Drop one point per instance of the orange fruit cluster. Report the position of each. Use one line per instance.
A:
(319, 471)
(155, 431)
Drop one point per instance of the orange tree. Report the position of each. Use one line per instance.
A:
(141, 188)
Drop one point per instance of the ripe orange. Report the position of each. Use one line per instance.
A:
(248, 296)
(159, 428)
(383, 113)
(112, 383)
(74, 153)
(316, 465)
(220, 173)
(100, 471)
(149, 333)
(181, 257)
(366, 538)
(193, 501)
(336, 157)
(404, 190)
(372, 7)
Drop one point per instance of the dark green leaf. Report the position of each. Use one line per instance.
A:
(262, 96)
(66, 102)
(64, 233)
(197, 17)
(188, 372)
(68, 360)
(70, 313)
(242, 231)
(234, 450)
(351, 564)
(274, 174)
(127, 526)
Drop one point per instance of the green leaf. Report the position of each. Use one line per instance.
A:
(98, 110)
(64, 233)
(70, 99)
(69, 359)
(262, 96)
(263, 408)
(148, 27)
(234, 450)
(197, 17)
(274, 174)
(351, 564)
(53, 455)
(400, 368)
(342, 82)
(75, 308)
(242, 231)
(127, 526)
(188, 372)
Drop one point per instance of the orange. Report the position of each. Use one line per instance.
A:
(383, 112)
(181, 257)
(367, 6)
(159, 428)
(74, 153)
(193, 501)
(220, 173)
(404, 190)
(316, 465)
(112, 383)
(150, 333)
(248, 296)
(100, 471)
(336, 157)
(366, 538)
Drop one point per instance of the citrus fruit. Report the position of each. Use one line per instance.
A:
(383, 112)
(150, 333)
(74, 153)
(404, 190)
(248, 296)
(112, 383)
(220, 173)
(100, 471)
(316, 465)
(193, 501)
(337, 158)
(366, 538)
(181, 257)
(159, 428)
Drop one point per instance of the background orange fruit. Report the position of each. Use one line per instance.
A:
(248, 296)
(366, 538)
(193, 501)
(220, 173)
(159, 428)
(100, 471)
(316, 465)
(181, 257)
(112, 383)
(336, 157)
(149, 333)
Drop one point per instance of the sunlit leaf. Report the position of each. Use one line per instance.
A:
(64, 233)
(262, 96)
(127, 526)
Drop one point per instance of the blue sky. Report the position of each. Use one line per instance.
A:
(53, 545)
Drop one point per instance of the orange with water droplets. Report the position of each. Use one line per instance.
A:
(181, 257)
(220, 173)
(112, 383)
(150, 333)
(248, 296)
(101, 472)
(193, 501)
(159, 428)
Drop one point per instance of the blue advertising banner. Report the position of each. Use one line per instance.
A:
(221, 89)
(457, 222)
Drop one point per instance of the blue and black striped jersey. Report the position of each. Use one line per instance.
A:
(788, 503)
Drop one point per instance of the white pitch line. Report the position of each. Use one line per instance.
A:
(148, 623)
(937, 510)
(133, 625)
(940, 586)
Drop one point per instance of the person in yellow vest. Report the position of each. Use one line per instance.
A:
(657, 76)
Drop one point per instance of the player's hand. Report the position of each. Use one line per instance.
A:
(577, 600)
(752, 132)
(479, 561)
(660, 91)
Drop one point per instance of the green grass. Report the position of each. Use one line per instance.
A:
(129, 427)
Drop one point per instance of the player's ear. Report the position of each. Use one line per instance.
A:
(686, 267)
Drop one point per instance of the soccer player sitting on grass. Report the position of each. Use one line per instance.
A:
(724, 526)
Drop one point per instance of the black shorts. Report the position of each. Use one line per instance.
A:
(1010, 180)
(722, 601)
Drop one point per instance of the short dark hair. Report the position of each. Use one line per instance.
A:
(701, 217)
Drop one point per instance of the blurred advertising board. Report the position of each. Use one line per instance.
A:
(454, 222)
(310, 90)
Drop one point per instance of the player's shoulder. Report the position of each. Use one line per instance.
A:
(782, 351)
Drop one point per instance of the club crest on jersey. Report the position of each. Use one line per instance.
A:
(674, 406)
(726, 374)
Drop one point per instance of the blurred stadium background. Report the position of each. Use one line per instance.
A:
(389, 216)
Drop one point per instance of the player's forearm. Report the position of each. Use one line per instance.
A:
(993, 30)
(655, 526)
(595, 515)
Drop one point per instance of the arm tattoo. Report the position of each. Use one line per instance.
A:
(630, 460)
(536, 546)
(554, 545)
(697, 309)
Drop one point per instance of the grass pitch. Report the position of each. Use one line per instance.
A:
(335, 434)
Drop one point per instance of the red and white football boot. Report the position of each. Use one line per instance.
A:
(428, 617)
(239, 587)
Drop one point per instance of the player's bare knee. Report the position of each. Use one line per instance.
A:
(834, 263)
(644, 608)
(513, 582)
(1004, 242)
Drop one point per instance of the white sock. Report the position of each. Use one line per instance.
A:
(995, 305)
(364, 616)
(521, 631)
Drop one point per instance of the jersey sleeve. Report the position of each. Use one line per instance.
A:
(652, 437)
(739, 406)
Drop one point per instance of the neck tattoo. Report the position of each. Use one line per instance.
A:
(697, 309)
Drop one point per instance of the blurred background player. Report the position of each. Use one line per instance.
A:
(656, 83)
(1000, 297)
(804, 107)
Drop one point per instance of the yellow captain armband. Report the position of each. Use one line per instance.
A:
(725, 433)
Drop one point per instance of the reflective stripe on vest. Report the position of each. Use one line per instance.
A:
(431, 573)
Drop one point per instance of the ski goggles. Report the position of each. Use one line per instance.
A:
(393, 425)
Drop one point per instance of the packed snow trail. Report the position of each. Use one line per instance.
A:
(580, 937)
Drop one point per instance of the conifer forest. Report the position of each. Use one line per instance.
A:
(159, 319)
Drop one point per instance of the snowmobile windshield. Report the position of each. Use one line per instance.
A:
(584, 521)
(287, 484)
--------------------------------------------------
• _Prompt_
Recast every one of the records above as a JSON list of strings, with one string per line and any blank lines omitted.

• _Answer to this problem_
[
  "Drop one point per instance of the orange fruit cluster. Report the position of each. Use one line per instance.",
  "A:",
  "(319, 471)",
  "(155, 431)",
  "Drop one point per instance of the orange tree. Report the position of each. Use one line per instance.",
  "A:",
  "(141, 188)",
  "Drop one point per instance of the ripe orange. Report the position of each. Use one line per instance.",
  "A:",
  "(248, 296)",
  "(159, 428)",
  "(383, 113)",
  "(112, 383)",
  "(74, 153)",
  "(316, 465)",
  "(220, 173)",
  "(100, 471)",
  "(149, 333)",
  "(181, 257)",
  "(366, 538)",
  "(193, 501)",
  "(336, 157)",
  "(404, 190)",
  "(372, 7)",
  "Drop one point per instance of the dark green leaf. Report the position of each. Use one line per instance.",
  "A:",
  "(262, 96)",
  "(66, 102)",
  "(64, 233)",
  "(197, 17)",
  "(188, 372)",
  "(68, 360)",
  "(70, 313)",
  "(242, 231)",
  "(234, 450)",
  "(351, 564)",
  "(274, 174)",
  "(127, 526)",
  "Drop one point per instance of the green leaf. Report the position of each. Use one line per instance.",
  "A:",
  "(98, 110)",
  "(64, 233)",
  "(70, 99)",
  "(69, 359)",
  "(262, 96)",
  "(263, 408)",
  "(148, 27)",
  "(234, 450)",
  "(197, 17)",
  "(274, 174)",
  "(351, 564)",
  "(53, 455)",
  "(400, 368)",
  "(342, 82)",
  "(75, 308)",
  "(242, 231)",
  "(127, 526)",
  "(188, 372)",
  "Drop one point per instance of the orange. Report the position of each. Use one line per instance.",
  "A:",
  "(383, 112)",
  "(181, 257)",
  "(367, 6)",
  "(159, 428)",
  "(74, 153)",
  "(193, 501)",
  "(220, 173)",
  "(404, 190)",
  "(316, 465)",
  "(112, 383)",
  "(150, 333)",
  "(248, 296)",
  "(100, 471)",
  "(336, 157)",
  "(366, 538)",
  "Drop one point per instance of the citrus fruit. Report the position of each. Use one line per instance.",
  "A:",
  "(383, 112)",
  "(150, 333)",
  "(74, 153)",
  "(404, 190)",
  "(248, 296)",
  "(112, 383)",
  "(220, 173)",
  "(100, 471)",
  "(316, 465)",
  "(193, 501)",
  "(337, 158)",
  "(366, 538)",
  "(181, 257)",
  "(159, 428)",
  "Drop one point per instance of the background orange fruit. Report the position of each. Use one line per instance.",
  "A:",
  "(248, 296)",
  "(366, 538)",
  "(193, 501)",
  "(220, 173)",
  "(159, 428)",
  "(100, 471)",
  "(316, 465)",
  "(181, 257)",
  "(112, 383)",
  "(336, 157)",
  "(149, 333)",
  "Drop one point per instance of the sunlit leaf. Report the position of each. Use one line per instance.",
  "A:",
  "(64, 233)",
  "(262, 96)",
  "(127, 526)",
  "Drop one point per instance of the blue sky. Report the position of each. Use one line per instance.",
  "A:",
  "(53, 545)",
  "Drop one point per instance of the orange with water droplets. Report the position of each. Use one line per instance.",
  "A:",
  "(181, 257)",
  "(220, 173)",
  "(112, 383)",
  "(150, 333)",
  "(248, 296)",
  "(101, 472)",
  "(193, 501)",
  "(159, 428)",
  "Drop one point per instance of the blue advertising banner. Report the position of each. Use one line per instance.",
  "A:",
  "(221, 89)",
  "(457, 222)",
  "Drop one point per instance of the blue and black striped jersey. Report the position of each. Use one line per instance.",
  "A:",
  "(788, 503)",
  "Drop one point per instance of the white pitch line. Report the position of each. Use one line per instance.",
  "A:",
  "(148, 623)",
  "(937, 510)",
  "(133, 625)",
  "(940, 586)",
  "Drop one point per instance of the person in yellow vest. Report the position of each. Use one line per instance.",
  "A:",
  "(657, 76)",
  "Drop one point per instance of the player's hand. Report the position of each. Use one line per instance.",
  "A:",
  "(577, 600)",
  "(752, 132)",
  "(479, 561)",
  "(660, 91)",
  "Drop one point per instance of the green grass. Report the position of each. Use one line per instance.",
  "A:",
  "(129, 427)",
  "Drop one point per instance of the player's ear. Report the position of each. Use one line per instance.",
  "A:",
  "(686, 267)",
  "Drop one point per instance of the soccer player sitting on grass. Report the position of each. Use one line per instance.",
  "A:",
  "(724, 526)",
  "Drop one point per instance of the black shorts. Report the position of each. Use one line per instance.",
  "A:",
  "(1010, 180)",
  "(722, 601)",
  "Drop one point per instance of the short dark hair. Report the position of each. Use one line per instance.",
  "A:",
  "(701, 217)",
  "Drop one point per instance of the blurred advertising board. Report the position of each. Use one line per instance.",
  "A:",
  "(454, 222)",
  "(310, 90)",
  "Drop one point per instance of the player's shoulder. Report the position of each. Use one line per instance.",
  "A:",
  "(782, 351)",
  "Drop one point per instance of the club crest on jersey. Report the position of each. Use one line per instance.",
  "A:",
  "(674, 406)",
  "(726, 374)",
  "Drop one point per instance of the blurred stadium background. Report the position of each. Use one line per instance.",
  "A:",
  "(389, 216)",
  "Drop one point per instance of the player's forearm. Report the position of each. Use one line per instance.",
  "A:",
  "(993, 30)",
  "(655, 526)",
  "(595, 515)",
  "Drop one point per instance of the arm tattoo. Report the position of each. Use one line per instance.",
  "A:",
  "(630, 460)",
  "(536, 546)",
  "(554, 545)",
  "(697, 309)",
  "Drop one point per instance of the grass pitch. Report the position of each. Use one line per instance.",
  "A:",
  "(335, 434)",
  "Drop one point per instance of the red and white football boot. Report the position of each. Use one line per instance.",
  "A:",
  "(428, 617)",
  "(239, 587)",
  "Drop one point per instance of the player's bare knee. Report the position of each. Use one line per instance.",
  "A:",
  "(834, 263)",
  "(644, 608)",
  "(513, 582)",
  "(1004, 242)",
  "Drop one point per instance of the white sock. Report the position of each. Use one line per instance.",
  "A:",
  "(995, 305)",
  "(364, 616)",
  "(521, 631)",
  "Drop one point per instance of the jersey sleeve. Report the position of each. Use one line per instance.",
  "A:",
  "(652, 437)",
  "(739, 406)",
  "Drop one point per instance of the neck tattoo. Report the position of each. Use one line per instance.",
  "A:",
  "(697, 309)",
  "Drop one point per instance of the blurred background player. Report the position of each. Use one line per instance.",
  "A:",
  "(656, 83)",
  "(1000, 297)",
  "(804, 107)",
  "Drop one point per instance of the yellow captain armband. Report the position of each. Use one line per instance.",
  "A:",
  "(725, 433)",
  "Drop one point per instance of the reflective stripe on vest. Report the position of each. Use one line per instance.",
  "A:",
  "(431, 573)",
  "Drop one point per instance of the ski goggles. Report the position of each. Use one line per instance.",
  "A:",
  "(393, 425)",
  "Drop one point per instance of the packed snow trail. Report the position of each. Use one line per instance.",
  "A:",
  "(580, 937)",
  "Drop one point per instance of the conifer forest. Report the position of each. Use one line per instance.",
  "A:",
  "(159, 319)",
  "Drop one point per instance of the snowmobile windshield. Report the position of each. Use one line per instance.",
  "A:",
  "(584, 521)",
  "(287, 484)"
]